As James also points out, no one ever held up the release or deployment of a product because there was more testing to be done. Products are delayed because of a present concern that there might be more development work to be done. Testing can stop as soon as product owners believe that they have sufficient information to accept the risk of shipping. If that’s so, the question for the testers “When are you going to be done testing?” translates to in a question for the product owner: “When am I going to believe that I have sufficient technical information to inform a risk-based business decision?” At that point, the product owner should—appropriately—be skeptical about anyone else’s determination that they are “done” testing.

Now, for a program manager, the “when do I have sufficient information” question might sound hard to answer. It is hard to answer. When I was a program manager for a commercial software company, it was impossible for me to answer before the information had been marshalled. Look at the variables involved in answering the question well: technical information, technical risk, test coverage, the quality of our models, the quality of our oracles, business information, business risk, the notion of sufficiency, decisiveness…

Most of those variables must be accumulated and weighed and decided in the head of a single person—and that person isn’t the tester. That person is the product owner. The evaluation of those variables and the decision to ship are all in play from one moment to the next. The final state of the contributing variables and the final decision on when to ship are in the future.

Asking the tester “When are you going to be done testing?” is like asking the eyes, “When are you going to be done seeing?” Eyes will continue to scan the surroundings, providing information in parallel with the other senses, until the brain decides upon a course of action. In a similar way, testers continue to test, generating information in parallel with the other members of the project community, until the product owner decides to ship the product.

Neither the tester alone nor the eyes alone can answer the “when are you going to be done” question usefully; they’re not in charge. Until it makes a decision, the brain (optionally) takes in more data which the eyes and the other sense organs, by default, continue to supply. Those of us who have ogled the dessert table, or who have gone out on disastrous dates, know the consequences of letting our eyes make decisions for us. Moreover, if there is a problem, it’s not likely the eyes that will make the problem go away.
·····
■ PROBLEMS TO WORK ON
A: Translate this sentence from the testing passage into Spanish: "Testing can stop as soon as product owners believe that they have sufficient information to accept the risk of shipping."
B: Turn the part of the rows that opens with the line containing "shown in [1100,455]." and closes with the last row into a JSON list of strings, one string per line. Leave the picture out.
The testing passage and the rows are unrelated material.
·····
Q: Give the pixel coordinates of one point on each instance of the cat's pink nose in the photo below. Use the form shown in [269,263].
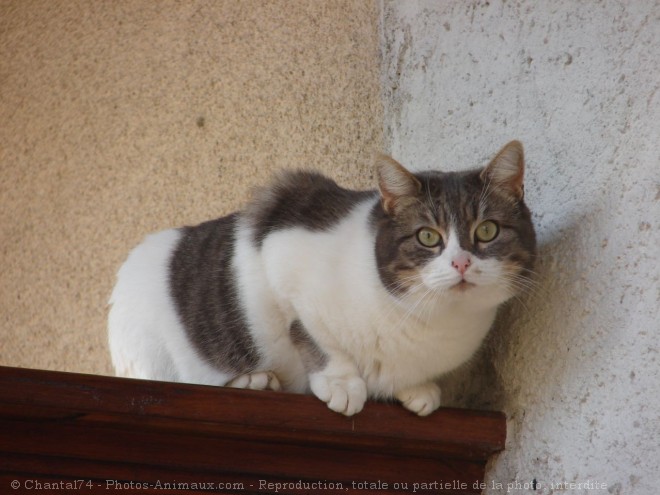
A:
[461,262]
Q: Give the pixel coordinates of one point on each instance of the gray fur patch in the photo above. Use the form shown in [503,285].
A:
[203,286]
[301,199]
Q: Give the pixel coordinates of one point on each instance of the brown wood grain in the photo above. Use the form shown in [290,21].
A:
[63,426]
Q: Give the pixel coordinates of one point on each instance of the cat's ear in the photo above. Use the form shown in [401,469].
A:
[396,184]
[507,170]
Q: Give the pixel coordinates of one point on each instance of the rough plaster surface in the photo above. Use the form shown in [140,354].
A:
[575,364]
[125,117]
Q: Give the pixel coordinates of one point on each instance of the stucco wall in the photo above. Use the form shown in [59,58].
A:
[125,117]
[575,363]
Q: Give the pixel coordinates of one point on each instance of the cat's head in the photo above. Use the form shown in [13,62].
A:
[462,236]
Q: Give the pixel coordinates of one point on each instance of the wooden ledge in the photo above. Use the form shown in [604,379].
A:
[133,434]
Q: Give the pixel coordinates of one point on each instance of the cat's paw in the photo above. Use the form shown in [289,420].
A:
[422,399]
[344,394]
[259,380]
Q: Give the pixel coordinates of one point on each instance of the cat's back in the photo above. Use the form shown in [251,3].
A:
[301,198]
[140,301]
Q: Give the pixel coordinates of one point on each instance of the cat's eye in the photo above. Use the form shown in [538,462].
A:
[428,237]
[486,231]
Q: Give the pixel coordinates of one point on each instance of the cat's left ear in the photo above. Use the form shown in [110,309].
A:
[507,170]
[397,185]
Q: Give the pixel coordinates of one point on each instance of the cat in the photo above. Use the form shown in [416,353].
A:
[315,288]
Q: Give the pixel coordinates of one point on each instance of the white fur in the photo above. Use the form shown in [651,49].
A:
[147,339]
[377,345]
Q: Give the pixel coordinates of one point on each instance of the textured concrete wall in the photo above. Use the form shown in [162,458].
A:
[124,117]
[575,363]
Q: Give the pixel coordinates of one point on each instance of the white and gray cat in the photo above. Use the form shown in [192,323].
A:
[347,294]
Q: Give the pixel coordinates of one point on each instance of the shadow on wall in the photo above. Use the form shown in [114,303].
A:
[492,379]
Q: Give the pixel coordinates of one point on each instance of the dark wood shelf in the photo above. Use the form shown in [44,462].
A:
[95,431]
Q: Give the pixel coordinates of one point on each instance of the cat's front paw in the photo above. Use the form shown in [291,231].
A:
[259,380]
[422,399]
[343,394]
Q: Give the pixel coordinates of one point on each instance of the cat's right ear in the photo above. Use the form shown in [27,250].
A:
[396,184]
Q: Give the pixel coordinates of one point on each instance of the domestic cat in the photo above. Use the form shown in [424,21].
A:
[313,287]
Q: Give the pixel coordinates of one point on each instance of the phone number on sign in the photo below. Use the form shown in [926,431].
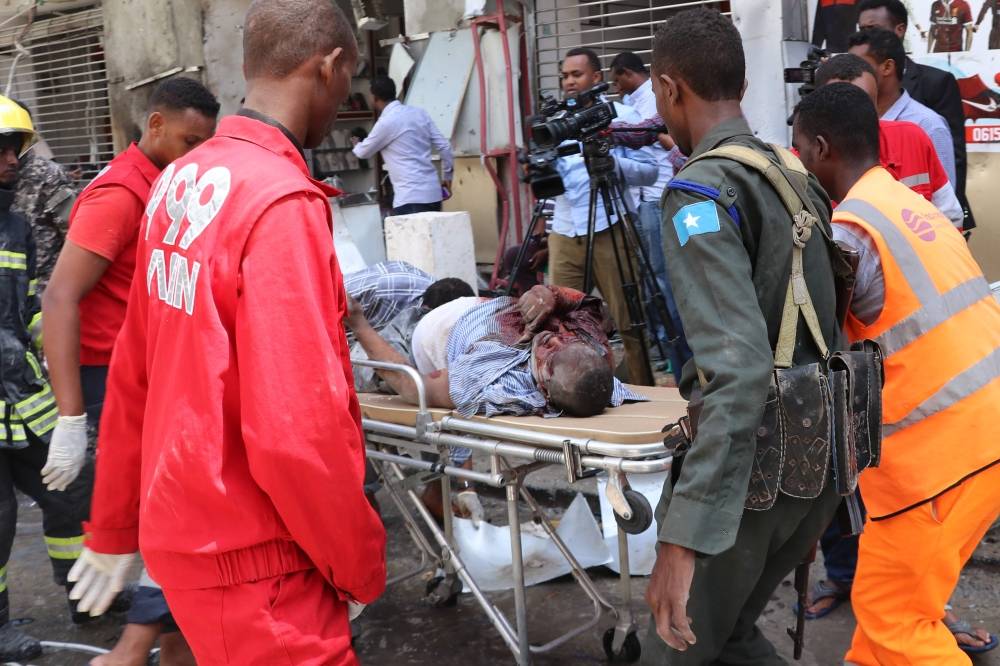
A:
[987,134]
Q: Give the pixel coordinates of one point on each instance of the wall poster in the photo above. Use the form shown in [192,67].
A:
[963,37]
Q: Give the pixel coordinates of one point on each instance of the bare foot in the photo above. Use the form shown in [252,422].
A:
[132,649]
[174,650]
[978,638]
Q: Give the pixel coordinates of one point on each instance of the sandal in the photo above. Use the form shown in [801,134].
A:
[824,590]
[960,626]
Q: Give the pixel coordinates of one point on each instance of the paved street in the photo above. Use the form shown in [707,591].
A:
[400,630]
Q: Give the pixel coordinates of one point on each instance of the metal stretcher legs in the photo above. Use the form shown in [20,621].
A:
[617,641]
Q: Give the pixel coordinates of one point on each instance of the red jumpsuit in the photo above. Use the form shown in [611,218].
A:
[231,450]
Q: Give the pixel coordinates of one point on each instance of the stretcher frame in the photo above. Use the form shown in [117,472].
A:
[513,454]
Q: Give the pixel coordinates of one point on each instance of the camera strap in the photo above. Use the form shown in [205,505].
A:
[805,218]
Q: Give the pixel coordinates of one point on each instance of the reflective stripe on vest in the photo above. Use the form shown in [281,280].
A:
[64,548]
[38,412]
[16,260]
[916,179]
[935,309]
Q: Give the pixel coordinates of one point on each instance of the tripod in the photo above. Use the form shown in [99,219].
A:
[631,259]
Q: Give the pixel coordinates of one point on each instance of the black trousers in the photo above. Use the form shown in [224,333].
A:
[63,512]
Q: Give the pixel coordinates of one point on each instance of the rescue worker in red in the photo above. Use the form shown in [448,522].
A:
[231,449]
[84,309]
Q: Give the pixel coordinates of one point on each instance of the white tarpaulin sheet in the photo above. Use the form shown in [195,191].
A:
[486,550]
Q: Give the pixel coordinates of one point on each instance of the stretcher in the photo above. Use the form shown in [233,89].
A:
[623,441]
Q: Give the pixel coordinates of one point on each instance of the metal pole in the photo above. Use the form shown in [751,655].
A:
[517,572]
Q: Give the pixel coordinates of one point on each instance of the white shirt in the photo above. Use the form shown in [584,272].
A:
[405,135]
[429,344]
[635,167]
[643,100]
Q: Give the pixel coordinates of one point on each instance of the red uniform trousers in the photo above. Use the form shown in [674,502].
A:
[294,619]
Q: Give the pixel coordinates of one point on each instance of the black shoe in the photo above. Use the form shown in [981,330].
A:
[15,645]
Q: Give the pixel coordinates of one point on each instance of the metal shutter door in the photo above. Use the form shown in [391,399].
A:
[607,26]
[62,78]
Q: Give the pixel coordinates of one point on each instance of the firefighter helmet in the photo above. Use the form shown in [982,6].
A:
[15,119]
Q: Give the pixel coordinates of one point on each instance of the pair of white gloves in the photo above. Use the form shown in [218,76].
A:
[67,452]
[99,578]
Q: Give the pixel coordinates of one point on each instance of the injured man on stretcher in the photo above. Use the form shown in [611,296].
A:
[545,353]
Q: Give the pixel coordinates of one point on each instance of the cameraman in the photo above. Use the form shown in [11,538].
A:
[632,80]
[581,70]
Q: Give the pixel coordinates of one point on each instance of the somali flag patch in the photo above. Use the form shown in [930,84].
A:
[694,219]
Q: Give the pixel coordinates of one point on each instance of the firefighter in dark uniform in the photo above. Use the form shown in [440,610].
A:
[29,408]
[729,244]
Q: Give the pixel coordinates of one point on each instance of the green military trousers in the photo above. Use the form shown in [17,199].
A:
[731,589]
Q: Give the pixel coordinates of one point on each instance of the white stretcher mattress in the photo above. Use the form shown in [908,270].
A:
[632,423]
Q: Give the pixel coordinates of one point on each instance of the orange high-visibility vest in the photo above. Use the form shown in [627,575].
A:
[940,333]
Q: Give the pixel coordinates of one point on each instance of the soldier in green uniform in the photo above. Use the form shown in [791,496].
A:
[729,245]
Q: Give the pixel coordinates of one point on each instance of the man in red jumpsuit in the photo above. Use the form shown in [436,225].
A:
[231,448]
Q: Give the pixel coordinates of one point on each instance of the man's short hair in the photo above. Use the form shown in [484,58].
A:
[628,61]
[896,9]
[883,45]
[181,93]
[444,291]
[844,67]
[590,391]
[280,35]
[845,116]
[592,59]
[702,47]
[383,88]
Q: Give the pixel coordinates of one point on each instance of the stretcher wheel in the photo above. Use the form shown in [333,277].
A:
[443,591]
[631,648]
[642,513]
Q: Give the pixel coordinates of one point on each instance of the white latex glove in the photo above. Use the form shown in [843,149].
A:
[354,609]
[67,452]
[99,577]
[467,502]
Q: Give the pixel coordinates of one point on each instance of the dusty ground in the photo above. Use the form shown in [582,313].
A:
[399,630]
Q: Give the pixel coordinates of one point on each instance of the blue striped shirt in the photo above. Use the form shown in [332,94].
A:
[487,376]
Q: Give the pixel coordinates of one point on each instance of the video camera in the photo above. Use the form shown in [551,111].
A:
[805,73]
[582,118]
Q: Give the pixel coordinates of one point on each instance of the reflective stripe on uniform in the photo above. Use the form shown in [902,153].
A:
[912,267]
[939,310]
[64,548]
[37,402]
[916,179]
[957,388]
[935,308]
[35,329]
[16,260]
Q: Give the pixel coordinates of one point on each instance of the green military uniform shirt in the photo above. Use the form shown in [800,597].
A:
[729,263]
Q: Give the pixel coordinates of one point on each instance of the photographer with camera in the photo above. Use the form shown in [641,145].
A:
[632,80]
[581,71]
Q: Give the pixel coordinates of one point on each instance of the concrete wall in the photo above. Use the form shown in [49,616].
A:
[223,50]
[144,39]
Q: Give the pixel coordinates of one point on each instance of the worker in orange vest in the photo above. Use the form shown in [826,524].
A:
[923,298]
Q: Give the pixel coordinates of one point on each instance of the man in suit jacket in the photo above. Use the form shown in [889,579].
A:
[930,86]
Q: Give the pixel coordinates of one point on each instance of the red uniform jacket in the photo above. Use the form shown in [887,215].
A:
[231,447]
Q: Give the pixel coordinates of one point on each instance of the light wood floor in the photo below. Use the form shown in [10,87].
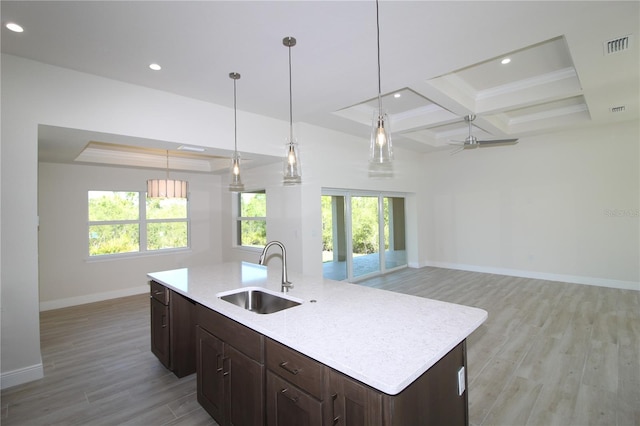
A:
[549,354]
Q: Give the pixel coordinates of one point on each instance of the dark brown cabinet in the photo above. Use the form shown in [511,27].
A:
[173,330]
[353,403]
[247,379]
[230,370]
[295,387]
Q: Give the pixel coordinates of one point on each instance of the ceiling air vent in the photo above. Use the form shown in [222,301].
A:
[617,45]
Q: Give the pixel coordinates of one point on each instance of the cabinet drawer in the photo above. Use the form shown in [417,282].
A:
[287,405]
[235,334]
[295,367]
[159,292]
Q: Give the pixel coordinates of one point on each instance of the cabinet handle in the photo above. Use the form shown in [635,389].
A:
[225,360]
[334,396]
[293,399]
[284,365]
[218,364]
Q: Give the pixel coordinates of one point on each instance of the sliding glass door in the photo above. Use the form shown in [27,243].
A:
[363,234]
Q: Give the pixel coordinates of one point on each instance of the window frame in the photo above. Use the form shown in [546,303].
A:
[142,223]
[238,219]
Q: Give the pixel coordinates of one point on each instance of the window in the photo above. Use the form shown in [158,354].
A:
[251,219]
[119,223]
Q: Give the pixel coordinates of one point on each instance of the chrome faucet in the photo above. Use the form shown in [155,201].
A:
[286,285]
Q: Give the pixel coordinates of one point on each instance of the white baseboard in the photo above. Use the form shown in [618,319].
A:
[90,298]
[601,282]
[20,376]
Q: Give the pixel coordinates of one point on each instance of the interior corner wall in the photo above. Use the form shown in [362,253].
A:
[68,276]
[561,206]
[36,94]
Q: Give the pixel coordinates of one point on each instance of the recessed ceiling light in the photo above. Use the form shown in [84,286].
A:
[191,148]
[14,27]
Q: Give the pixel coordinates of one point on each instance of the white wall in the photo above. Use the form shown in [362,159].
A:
[67,276]
[560,206]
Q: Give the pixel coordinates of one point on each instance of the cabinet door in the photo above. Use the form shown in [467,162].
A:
[182,334]
[351,403]
[160,332]
[289,406]
[210,375]
[245,389]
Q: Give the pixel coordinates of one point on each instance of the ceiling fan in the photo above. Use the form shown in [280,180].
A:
[471,141]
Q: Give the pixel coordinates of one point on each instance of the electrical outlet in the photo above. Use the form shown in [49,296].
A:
[461,381]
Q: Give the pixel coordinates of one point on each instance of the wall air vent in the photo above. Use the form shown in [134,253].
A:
[617,45]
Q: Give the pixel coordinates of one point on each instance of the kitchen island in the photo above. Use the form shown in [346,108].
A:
[384,340]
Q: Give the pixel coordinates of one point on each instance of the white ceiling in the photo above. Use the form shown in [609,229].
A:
[443,57]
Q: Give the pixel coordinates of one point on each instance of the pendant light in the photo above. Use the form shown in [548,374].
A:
[236,184]
[380,152]
[166,188]
[292,168]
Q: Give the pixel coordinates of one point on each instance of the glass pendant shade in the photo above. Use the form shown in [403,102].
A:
[292,167]
[381,150]
[167,188]
[236,184]
[292,170]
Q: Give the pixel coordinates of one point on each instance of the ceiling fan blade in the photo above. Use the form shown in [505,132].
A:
[497,142]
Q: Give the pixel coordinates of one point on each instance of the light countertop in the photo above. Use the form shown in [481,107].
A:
[381,338]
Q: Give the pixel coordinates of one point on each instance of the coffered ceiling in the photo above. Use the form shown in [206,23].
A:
[573,63]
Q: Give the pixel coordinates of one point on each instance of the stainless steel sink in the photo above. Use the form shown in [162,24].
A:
[258,300]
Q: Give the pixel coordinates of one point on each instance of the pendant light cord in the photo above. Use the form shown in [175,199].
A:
[290,101]
[167,164]
[378,36]
[235,120]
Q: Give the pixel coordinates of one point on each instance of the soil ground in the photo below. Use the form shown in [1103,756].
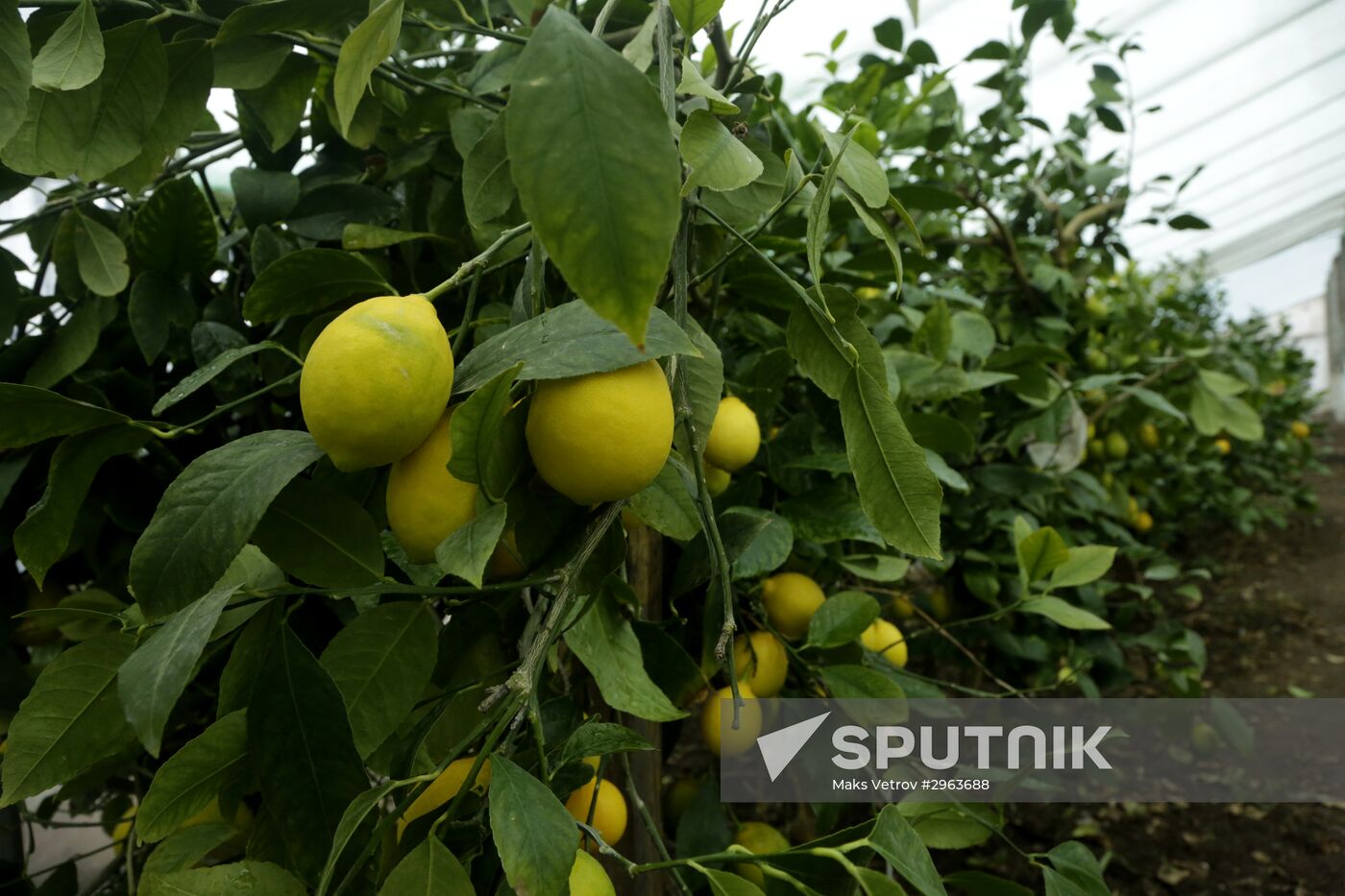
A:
[1273,621]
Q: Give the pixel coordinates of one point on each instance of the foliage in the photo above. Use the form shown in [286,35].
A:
[930,312]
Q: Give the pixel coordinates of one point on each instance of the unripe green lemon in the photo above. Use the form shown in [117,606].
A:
[735,740]
[601,436]
[588,878]
[735,437]
[444,787]
[790,601]
[757,838]
[716,480]
[760,661]
[376,381]
[885,640]
[609,811]
[426,502]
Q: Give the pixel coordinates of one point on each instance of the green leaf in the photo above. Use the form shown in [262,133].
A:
[309,280]
[154,677]
[29,415]
[1083,566]
[74,342]
[534,835]
[264,197]
[91,131]
[427,869]
[366,47]
[211,763]
[73,56]
[841,619]
[303,751]
[380,664]
[279,105]
[486,447]
[467,550]
[101,257]
[245,878]
[1039,553]
[607,646]
[858,170]
[208,514]
[175,231]
[1064,614]
[595,167]
[717,159]
[896,487]
[600,739]
[197,378]
[668,505]
[191,70]
[69,721]
[322,536]
[568,341]
[15,70]
[43,536]
[900,845]
[487,184]
[695,15]
[695,85]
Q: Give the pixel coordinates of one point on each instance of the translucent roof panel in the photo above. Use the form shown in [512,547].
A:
[1250,89]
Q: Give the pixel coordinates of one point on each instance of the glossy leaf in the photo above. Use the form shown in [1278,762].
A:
[595,167]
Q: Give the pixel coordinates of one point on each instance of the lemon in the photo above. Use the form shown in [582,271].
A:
[757,838]
[376,381]
[790,601]
[736,740]
[885,640]
[588,878]
[426,502]
[716,480]
[760,662]
[609,812]
[601,436]
[444,787]
[735,436]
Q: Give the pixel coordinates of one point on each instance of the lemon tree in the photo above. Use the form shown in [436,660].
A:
[399,472]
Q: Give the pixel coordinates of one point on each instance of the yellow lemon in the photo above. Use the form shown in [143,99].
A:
[426,502]
[444,787]
[757,838]
[376,381]
[760,662]
[790,601]
[716,480]
[735,740]
[609,812]
[887,640]
[588,878]
[735,436]
[601,436]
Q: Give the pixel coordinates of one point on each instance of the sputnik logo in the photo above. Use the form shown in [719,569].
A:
[780,747]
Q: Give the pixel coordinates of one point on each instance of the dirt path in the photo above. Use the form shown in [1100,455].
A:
[1274,623]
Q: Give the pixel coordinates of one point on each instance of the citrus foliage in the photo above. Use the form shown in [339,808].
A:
[887,399]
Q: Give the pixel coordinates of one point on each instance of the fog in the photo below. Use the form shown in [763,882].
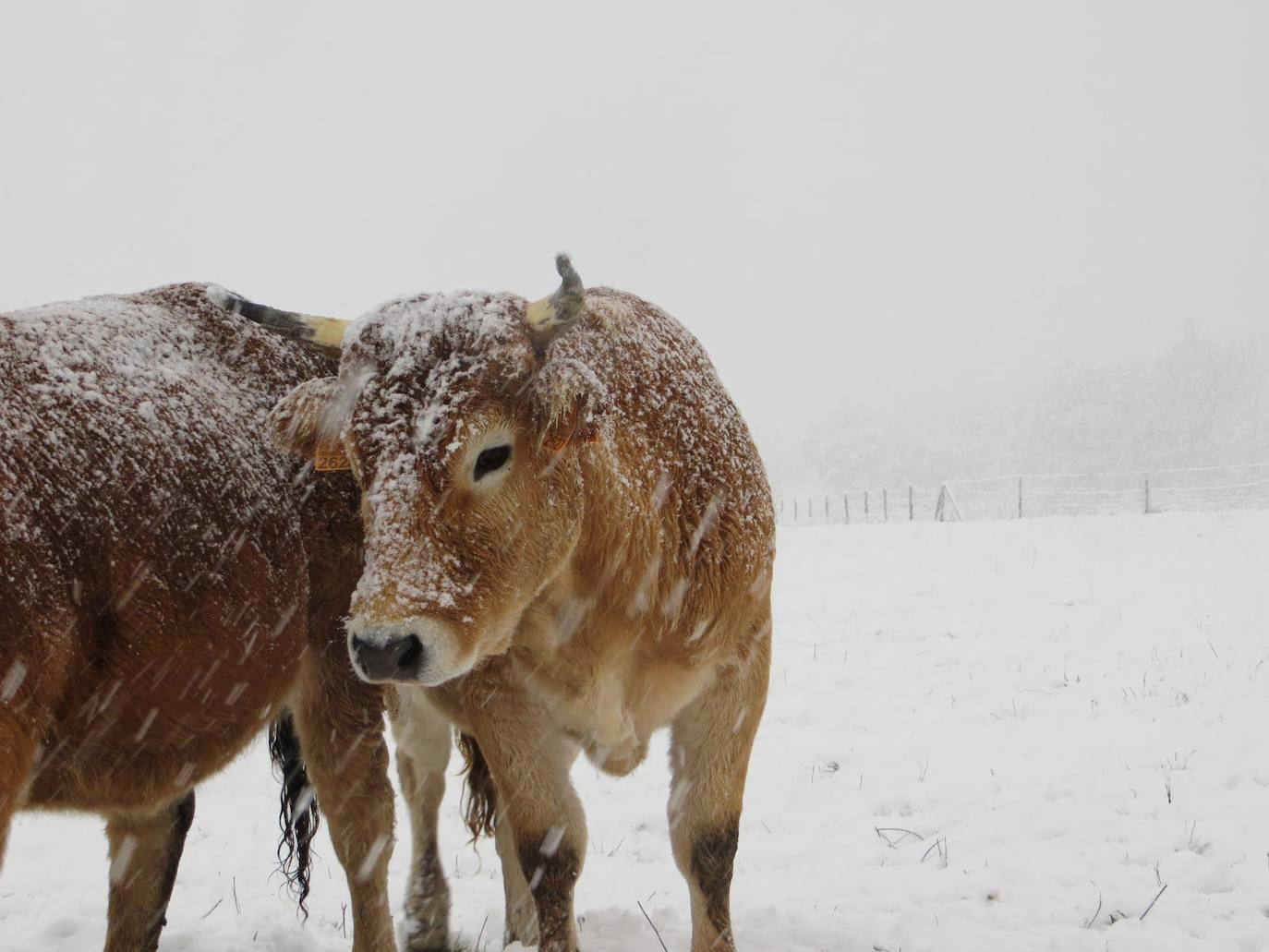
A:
[849,203]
·····
■ ANSWER SET
A: Las pruebas pueden detenerse en cuanto los responsables del producto consideren que disponen de información suficiente para aceptar el riesgo de lanzarlo.

B:
[
  "Q: Give the pixel coordinates of one point on each instance of the dirt path in the photo above. Use the form shown in [1100,455].",
  "A:",
  "[1274,623]",
  "Q: Give the pixel coordinates of one point on each instance of the citrus foliage in the photo above. Use the form shown in [339,808].",
  "A:",
  "[887,399]",
  "Q: Give the pixel coordinates of one point on each instance of the fog in the photo below. Use the form shown in [763,882].",
  "A:",
  "[849,203]"
]